Data in this exercise -
•••
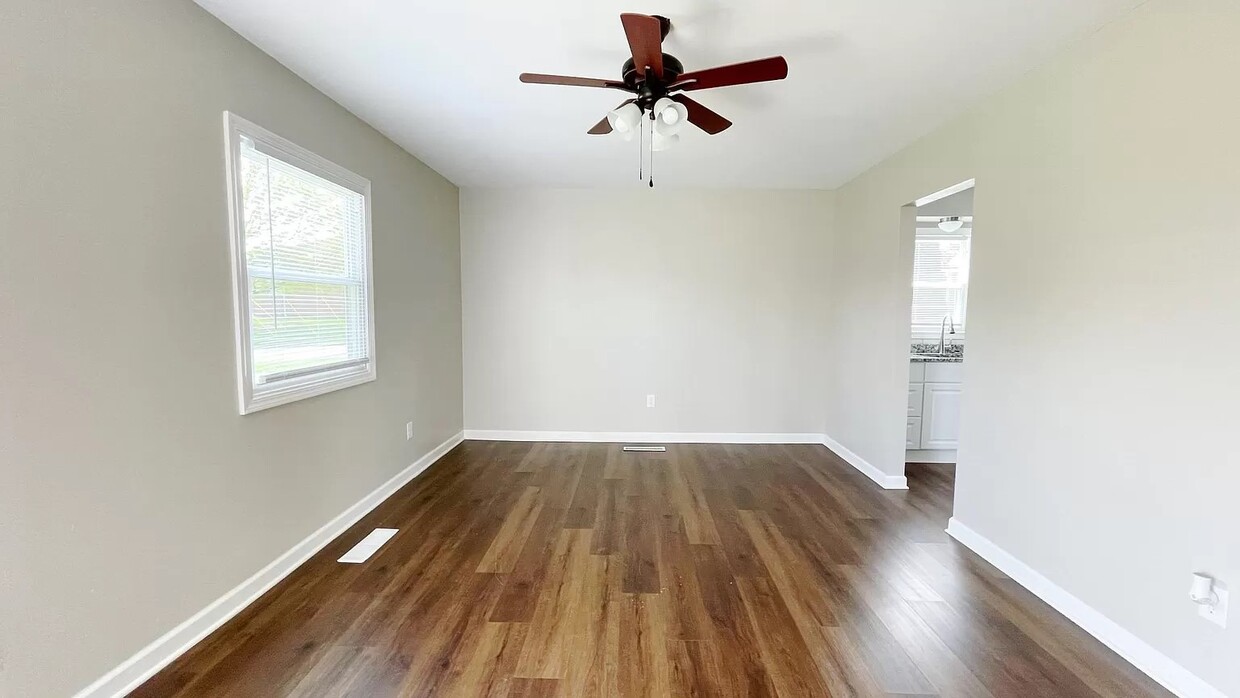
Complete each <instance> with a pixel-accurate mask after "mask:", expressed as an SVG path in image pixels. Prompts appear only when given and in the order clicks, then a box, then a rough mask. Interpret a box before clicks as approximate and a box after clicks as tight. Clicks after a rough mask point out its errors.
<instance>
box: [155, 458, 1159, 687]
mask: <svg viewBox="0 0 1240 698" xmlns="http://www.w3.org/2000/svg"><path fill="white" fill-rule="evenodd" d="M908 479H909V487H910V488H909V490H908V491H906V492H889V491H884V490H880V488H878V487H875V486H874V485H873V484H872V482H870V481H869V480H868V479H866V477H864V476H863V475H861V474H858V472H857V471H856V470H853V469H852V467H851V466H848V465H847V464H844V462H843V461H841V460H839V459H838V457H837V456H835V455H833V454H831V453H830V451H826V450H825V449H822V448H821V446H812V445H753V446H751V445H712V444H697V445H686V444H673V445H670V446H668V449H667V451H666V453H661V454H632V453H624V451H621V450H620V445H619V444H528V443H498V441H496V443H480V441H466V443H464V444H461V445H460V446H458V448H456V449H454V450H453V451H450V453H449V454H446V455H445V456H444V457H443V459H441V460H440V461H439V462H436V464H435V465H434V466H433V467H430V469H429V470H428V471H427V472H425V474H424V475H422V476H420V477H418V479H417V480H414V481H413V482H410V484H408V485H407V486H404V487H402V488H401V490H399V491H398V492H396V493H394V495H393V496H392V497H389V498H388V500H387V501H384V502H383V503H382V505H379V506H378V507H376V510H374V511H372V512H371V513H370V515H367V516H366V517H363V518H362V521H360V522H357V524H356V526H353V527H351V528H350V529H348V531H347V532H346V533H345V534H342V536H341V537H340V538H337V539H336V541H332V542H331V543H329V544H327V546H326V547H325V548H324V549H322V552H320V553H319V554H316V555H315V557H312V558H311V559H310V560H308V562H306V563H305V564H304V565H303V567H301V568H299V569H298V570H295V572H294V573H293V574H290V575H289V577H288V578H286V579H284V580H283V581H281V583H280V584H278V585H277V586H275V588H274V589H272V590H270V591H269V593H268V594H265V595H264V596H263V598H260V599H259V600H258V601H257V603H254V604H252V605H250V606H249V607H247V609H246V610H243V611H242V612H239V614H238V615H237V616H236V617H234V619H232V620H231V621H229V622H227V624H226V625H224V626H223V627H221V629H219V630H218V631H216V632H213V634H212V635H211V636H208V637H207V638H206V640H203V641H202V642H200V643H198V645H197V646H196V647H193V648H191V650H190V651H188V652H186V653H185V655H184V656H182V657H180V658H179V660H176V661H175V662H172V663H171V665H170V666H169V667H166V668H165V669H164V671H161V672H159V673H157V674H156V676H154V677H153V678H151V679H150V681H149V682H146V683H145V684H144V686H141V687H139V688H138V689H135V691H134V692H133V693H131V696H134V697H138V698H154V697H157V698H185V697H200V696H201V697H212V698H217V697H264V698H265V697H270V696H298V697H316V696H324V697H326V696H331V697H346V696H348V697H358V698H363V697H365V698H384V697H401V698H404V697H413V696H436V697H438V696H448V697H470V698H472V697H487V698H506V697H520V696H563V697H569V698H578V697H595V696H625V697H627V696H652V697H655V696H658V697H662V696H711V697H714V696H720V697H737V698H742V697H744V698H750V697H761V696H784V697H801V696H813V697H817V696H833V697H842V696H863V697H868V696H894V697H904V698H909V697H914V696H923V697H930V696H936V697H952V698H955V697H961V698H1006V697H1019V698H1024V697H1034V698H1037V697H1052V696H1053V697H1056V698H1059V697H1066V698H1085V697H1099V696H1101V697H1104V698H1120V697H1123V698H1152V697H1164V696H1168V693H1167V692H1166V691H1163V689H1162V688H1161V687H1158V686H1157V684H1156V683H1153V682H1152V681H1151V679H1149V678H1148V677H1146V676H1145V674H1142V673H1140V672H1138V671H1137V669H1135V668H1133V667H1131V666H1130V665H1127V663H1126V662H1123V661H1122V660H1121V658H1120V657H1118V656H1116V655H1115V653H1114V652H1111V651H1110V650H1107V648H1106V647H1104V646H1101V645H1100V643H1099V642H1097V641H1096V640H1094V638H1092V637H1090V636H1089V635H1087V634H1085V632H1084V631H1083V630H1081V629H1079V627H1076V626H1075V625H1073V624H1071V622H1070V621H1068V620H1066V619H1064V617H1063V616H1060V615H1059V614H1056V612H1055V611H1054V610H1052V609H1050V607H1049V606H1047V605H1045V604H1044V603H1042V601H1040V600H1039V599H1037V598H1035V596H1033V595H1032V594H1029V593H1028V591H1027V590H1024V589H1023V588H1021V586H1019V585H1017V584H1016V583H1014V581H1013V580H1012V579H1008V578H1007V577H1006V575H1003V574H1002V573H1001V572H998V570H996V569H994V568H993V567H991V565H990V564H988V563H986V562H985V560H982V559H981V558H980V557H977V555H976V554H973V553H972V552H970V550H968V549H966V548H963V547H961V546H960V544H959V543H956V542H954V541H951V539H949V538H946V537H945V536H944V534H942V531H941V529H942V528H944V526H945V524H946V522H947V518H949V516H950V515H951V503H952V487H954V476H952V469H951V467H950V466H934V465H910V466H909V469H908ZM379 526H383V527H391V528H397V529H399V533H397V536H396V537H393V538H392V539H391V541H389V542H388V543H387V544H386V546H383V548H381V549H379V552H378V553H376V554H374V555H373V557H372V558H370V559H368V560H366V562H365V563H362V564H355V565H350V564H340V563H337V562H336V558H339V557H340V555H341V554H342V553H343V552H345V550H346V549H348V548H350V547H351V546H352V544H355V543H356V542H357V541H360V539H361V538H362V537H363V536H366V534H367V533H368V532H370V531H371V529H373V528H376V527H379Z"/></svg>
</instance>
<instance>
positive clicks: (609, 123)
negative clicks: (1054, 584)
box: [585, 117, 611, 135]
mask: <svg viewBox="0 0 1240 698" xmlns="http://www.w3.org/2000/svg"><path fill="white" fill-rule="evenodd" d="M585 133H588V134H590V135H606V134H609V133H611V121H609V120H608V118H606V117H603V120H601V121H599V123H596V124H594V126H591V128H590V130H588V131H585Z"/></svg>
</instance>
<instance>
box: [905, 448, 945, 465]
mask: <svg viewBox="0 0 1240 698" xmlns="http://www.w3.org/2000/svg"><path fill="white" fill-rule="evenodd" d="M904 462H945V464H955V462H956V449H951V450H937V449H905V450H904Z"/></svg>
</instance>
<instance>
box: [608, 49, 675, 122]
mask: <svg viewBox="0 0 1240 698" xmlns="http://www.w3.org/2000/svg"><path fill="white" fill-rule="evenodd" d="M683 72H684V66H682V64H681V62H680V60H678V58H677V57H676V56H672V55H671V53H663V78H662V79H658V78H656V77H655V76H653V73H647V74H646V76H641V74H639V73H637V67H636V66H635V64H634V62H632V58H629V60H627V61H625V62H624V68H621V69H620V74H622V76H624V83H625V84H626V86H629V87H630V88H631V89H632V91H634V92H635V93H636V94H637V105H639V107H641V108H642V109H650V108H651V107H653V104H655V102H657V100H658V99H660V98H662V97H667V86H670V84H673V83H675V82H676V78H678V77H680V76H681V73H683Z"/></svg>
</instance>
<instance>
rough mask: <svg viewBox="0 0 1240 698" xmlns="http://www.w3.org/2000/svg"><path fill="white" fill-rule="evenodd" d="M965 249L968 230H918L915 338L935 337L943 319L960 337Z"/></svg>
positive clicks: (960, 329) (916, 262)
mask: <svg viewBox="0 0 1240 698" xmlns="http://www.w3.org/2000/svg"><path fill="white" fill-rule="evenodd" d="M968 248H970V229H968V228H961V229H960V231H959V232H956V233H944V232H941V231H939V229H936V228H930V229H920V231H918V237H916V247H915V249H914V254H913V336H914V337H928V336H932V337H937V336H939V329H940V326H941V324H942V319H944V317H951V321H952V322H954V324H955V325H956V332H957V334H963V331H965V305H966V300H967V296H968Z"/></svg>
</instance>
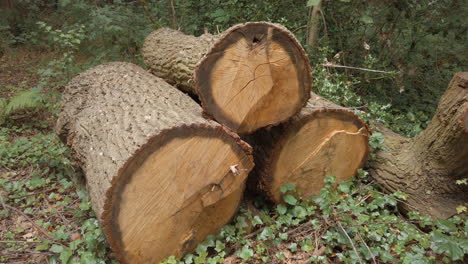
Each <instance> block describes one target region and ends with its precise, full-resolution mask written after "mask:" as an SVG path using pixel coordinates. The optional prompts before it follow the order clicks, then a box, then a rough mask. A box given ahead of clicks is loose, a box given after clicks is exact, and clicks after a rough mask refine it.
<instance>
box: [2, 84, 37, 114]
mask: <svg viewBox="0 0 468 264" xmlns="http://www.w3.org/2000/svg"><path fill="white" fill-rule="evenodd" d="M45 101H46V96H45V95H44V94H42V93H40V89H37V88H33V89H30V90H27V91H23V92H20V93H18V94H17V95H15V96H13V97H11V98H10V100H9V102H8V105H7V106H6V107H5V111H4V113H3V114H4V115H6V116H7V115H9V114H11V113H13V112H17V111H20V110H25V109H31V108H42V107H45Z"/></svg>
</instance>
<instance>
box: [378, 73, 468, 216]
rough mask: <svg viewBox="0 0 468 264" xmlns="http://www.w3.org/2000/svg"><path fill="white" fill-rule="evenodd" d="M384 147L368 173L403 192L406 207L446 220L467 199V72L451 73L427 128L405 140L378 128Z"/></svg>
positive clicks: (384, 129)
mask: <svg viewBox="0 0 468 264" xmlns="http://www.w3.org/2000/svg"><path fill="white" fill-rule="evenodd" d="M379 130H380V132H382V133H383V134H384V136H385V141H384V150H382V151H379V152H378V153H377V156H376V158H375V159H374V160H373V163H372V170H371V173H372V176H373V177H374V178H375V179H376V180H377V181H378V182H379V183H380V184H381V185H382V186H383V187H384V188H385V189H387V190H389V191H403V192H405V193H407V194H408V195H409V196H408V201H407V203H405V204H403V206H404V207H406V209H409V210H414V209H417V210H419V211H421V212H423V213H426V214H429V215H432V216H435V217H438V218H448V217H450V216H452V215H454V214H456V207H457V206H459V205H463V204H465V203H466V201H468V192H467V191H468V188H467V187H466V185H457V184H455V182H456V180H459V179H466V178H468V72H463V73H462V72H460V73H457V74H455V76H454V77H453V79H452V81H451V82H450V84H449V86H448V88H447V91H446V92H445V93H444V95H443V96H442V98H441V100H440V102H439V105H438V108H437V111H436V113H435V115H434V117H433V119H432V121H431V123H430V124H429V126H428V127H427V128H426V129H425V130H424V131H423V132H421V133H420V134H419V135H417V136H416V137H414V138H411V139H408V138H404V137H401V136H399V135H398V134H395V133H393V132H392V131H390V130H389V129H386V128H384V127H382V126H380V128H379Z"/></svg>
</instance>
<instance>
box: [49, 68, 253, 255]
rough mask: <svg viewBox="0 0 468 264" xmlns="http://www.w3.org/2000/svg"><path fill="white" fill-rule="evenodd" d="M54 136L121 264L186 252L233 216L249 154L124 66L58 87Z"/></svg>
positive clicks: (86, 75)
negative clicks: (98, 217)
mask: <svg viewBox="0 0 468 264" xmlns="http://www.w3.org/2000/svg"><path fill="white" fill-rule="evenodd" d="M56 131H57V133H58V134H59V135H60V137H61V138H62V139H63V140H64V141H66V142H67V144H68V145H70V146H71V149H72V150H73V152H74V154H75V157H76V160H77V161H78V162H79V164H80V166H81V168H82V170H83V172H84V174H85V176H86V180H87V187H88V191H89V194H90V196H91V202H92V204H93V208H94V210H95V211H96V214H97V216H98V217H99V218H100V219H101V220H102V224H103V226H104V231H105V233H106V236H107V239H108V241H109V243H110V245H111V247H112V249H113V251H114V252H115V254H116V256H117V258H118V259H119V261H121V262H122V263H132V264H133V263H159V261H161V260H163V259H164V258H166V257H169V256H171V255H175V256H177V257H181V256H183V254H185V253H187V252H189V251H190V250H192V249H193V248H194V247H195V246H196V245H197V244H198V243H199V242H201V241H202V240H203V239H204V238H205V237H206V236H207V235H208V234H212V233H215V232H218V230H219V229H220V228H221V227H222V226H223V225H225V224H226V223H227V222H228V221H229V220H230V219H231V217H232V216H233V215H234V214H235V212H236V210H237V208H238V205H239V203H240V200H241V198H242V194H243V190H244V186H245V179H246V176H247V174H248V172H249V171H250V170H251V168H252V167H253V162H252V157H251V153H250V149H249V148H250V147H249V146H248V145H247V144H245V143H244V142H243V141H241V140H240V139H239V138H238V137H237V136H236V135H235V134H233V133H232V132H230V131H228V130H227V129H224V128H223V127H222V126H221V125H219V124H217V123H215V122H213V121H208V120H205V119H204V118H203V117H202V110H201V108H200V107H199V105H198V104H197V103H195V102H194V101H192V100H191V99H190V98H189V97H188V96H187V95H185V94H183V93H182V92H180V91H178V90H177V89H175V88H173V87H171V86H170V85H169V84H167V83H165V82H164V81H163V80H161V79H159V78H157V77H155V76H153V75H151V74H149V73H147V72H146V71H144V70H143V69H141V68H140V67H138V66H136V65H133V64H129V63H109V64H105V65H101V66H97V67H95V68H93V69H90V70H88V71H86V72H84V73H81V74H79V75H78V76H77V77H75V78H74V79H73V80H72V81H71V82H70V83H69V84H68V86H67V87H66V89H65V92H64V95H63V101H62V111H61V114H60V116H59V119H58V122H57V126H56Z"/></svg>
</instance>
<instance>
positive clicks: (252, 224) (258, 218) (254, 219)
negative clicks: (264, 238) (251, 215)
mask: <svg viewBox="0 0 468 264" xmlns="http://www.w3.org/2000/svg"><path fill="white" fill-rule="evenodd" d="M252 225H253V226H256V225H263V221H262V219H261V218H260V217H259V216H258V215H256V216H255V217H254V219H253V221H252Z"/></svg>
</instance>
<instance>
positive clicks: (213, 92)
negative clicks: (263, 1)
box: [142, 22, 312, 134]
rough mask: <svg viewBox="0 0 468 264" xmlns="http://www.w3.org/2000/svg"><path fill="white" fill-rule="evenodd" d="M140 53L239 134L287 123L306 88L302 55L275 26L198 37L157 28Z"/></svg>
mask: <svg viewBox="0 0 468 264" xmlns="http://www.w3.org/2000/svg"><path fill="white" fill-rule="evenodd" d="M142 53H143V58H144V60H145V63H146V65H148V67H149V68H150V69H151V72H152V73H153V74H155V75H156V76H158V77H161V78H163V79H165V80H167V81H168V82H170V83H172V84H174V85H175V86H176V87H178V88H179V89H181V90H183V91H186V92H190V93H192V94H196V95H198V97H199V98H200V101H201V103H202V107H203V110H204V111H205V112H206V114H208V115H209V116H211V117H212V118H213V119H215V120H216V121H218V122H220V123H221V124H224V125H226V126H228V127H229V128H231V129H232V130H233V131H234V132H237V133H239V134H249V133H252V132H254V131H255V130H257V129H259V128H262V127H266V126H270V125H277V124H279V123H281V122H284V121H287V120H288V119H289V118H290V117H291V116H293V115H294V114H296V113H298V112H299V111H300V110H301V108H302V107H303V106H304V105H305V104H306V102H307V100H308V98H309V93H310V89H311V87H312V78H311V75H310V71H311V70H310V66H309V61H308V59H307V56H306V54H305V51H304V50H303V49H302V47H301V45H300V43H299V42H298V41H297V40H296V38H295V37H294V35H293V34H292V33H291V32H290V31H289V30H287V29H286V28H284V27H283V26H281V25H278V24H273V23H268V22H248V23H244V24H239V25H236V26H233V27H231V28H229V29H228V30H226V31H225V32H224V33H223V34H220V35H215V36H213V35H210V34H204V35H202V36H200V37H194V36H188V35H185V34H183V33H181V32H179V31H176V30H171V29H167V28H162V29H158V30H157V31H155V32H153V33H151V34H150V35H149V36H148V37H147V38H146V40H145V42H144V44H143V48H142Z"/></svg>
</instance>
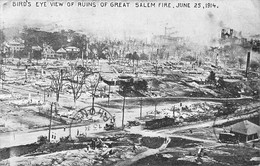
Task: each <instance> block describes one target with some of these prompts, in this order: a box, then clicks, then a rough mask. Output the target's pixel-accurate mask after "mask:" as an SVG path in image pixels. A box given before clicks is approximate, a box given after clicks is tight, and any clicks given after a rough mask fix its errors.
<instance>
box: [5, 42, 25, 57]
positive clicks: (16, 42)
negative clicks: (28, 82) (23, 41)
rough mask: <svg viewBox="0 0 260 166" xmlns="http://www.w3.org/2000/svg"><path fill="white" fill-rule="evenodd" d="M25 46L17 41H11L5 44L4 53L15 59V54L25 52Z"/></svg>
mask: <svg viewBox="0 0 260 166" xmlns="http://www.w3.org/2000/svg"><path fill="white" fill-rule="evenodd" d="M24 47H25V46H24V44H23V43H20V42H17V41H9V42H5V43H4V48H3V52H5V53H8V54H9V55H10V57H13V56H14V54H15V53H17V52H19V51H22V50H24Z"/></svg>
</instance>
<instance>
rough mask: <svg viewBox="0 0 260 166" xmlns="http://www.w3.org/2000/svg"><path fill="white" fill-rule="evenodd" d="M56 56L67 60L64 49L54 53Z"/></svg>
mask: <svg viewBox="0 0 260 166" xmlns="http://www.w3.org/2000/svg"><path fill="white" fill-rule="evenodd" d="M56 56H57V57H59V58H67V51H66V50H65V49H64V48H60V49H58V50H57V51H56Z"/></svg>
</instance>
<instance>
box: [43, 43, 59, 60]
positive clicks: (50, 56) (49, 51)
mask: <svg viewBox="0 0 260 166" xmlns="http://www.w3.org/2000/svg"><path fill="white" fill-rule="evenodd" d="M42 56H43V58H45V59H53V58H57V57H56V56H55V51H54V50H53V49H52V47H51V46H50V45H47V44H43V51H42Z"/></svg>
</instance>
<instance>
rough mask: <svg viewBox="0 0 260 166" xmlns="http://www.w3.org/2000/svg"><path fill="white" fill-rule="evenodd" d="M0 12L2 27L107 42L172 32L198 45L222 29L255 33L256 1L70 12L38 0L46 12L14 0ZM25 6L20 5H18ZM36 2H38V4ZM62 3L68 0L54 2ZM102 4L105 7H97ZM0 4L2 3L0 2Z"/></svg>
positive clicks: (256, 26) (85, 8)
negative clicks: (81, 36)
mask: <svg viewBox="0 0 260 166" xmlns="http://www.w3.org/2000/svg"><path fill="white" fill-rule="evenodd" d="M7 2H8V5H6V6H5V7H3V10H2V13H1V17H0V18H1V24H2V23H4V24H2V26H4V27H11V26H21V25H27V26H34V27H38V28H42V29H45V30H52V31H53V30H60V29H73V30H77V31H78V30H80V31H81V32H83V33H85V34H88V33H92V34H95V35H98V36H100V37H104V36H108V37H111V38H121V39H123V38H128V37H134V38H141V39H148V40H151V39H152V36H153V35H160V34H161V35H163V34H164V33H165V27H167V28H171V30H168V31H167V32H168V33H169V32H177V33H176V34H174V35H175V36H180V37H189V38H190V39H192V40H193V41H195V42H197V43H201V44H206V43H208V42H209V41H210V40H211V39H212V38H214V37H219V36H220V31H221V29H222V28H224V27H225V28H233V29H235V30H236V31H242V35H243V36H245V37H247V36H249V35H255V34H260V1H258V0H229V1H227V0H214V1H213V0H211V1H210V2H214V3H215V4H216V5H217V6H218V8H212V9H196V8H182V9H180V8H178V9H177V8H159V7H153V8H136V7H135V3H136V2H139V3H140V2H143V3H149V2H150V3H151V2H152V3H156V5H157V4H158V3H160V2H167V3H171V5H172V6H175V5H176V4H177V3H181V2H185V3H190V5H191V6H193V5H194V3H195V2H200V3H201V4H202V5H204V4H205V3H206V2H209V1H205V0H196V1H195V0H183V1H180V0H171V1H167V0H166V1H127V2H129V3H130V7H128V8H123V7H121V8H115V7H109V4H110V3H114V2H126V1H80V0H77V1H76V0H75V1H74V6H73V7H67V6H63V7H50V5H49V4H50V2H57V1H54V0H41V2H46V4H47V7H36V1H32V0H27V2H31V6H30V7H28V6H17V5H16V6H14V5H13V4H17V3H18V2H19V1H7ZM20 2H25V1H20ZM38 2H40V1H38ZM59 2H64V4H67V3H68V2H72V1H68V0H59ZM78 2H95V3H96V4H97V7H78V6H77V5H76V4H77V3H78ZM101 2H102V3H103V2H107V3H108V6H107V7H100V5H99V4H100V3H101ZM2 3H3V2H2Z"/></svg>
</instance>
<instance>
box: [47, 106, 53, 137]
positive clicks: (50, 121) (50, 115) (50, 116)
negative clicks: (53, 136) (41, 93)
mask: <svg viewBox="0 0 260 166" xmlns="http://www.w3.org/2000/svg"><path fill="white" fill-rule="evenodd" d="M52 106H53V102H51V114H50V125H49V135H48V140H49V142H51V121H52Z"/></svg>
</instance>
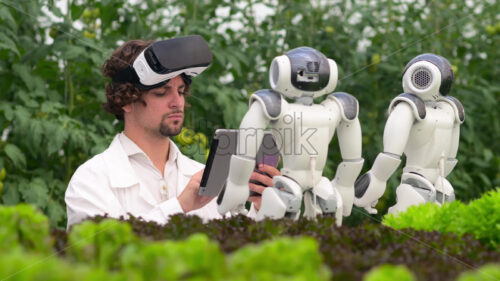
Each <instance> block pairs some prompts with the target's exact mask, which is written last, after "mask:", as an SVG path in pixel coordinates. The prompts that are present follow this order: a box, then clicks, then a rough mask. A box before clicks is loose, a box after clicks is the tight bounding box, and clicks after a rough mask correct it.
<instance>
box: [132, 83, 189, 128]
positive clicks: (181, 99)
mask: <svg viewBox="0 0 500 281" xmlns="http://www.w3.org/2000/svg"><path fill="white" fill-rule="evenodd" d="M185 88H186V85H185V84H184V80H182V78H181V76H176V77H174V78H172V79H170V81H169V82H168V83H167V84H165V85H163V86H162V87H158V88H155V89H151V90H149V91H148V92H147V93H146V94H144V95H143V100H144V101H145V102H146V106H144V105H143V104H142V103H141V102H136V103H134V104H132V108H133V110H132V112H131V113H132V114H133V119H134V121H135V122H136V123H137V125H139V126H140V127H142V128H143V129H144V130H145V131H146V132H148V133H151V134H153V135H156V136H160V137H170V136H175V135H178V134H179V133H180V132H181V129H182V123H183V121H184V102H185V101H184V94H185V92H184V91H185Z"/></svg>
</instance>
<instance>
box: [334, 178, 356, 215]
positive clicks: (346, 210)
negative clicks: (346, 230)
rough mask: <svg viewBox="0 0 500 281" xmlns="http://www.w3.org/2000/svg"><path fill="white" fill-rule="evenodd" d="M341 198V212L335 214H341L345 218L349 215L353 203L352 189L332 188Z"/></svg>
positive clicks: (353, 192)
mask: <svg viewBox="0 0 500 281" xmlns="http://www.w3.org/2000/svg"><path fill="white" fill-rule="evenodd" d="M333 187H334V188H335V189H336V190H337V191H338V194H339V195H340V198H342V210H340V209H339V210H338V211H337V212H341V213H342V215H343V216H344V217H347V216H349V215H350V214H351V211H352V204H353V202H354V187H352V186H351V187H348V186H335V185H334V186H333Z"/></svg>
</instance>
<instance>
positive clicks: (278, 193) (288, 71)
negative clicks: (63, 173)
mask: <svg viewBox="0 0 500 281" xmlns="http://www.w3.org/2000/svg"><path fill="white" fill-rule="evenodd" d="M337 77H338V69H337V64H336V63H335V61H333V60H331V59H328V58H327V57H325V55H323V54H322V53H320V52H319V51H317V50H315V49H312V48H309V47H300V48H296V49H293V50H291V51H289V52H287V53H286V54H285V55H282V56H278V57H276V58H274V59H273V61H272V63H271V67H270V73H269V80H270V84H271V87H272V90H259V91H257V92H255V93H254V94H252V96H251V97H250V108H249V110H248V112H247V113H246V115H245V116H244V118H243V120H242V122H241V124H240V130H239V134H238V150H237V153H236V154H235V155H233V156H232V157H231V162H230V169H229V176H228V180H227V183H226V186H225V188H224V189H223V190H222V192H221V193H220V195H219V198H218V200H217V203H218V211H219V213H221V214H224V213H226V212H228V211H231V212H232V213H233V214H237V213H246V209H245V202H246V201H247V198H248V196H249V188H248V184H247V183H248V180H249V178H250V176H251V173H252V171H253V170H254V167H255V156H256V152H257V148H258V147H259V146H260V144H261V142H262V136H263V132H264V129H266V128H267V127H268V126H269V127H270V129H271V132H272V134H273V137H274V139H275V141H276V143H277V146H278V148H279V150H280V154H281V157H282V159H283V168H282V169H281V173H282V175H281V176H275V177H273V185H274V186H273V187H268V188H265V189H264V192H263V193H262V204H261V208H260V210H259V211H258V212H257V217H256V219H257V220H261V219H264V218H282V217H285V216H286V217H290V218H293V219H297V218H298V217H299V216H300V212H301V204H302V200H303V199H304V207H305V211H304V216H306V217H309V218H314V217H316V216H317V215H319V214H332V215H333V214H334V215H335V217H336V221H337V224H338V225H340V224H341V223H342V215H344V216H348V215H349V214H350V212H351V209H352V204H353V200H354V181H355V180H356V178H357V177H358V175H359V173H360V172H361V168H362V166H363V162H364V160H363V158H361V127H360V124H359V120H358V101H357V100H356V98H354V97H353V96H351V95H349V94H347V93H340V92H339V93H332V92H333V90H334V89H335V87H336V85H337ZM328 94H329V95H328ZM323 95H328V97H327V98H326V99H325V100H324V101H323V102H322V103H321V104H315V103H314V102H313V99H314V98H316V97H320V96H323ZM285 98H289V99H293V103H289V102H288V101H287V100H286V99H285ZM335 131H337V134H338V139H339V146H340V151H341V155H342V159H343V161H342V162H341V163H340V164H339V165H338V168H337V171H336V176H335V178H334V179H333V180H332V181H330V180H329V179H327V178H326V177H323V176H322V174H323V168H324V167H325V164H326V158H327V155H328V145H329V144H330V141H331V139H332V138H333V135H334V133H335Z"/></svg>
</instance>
•••
Task description - From the line that has "box: [378, 73, 468, 216]" through the line that has "147L368 173L403 192L406", copy every line exactly as it appears above, and leave out all others.

The answer -
box: [378, 73, 468, 216]
rough mask: <svg viewBox="0 0 468 264" xmlns="http://www.w3.org/2000/svg"><path fill="white" fill-rule="evenodd" d="M384 147L368 173L403 192L406 207L446 220L467 199V72L451 73L427 128L405 140L378 128Z"/></svg>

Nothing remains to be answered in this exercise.